## Page excerpt:
· · · · ·

BioWorld International Correspondent
SYDNEY, Australia - Fresh from a disastrous series of announcements of major project setbacks that triggered a board shakeout, Amrad Corp. Ltd. declared it will abandon a treatment for hepatitis B after poor results from a Phase IIa trial.
Melbourne-based Amrad Chief Scientific Officer Johnathan Coates said that the lack of antiviral activity in the trial of AM365, involving 23 infected but asymptomatic patients, came as a "complete surprise" to him.
He said the compound did well in laboratory tests and in the gold standard test of trials with American woodchucks, in which the disease is very similar to the human disease. He could not speculate as to why it worked in woodchucks but not in humans.
"We try to make all those guesses before the trial starts," he said. "All I can say is that there must be something in the human liver cells not present in the cells in the laboratory and woodchucks that prevents AM365 from working."
Whatever the reason, investors were not happy with last week's announcement, coming at the end of a string of negative news. They slashed A$0.08 off Amrad's share price to finish at A$0.59 (US$0.32) on Friday.

· · · · ·

## Tasks:
**a.** In the Amrad article, condense the paragraph beginning "He said the compound did well" into a shorter version that keeps its main facts.
**b.** According to the Amrad article, how many patients took part in the Phase IIa trial of AM365?
**c.** Transcribe the passage of the Amrad article from "BioWorld International Correspondent" up to and including "Phase IIa trial.".

· · · · ·

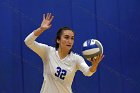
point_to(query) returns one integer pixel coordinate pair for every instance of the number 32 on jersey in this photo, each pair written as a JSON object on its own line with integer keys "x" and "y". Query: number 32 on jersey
{"x": 61, "y": 73}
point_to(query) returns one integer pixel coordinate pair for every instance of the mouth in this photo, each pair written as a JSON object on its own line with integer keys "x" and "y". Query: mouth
{"x": 68, "y": 45}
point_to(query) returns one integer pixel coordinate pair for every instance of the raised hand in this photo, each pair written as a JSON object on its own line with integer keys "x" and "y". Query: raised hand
{"x": 46, "y": 23}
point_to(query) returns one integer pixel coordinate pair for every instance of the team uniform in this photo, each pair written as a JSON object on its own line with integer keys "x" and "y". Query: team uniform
{"x": 58, "y": 73}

· · · · ·

## Outputs by task:
**a.** The compound performed well in laboratory tests and in woodchuck trials, where the disease closely resembles the human form. He could not say why it worked in woodchucks but not in humans.

**b.** 23 infected but asymptomatic patients.

**c.**
BioWorld International Correspondent
SYDNEY, Australia - Fresh from a disastrous series of announcements of major project setbacks that triggered a board shakeout, Amrad Corp. Ltd. declared it will abandon a treatment for hepatitis B after poor results from a Phase IIa trial.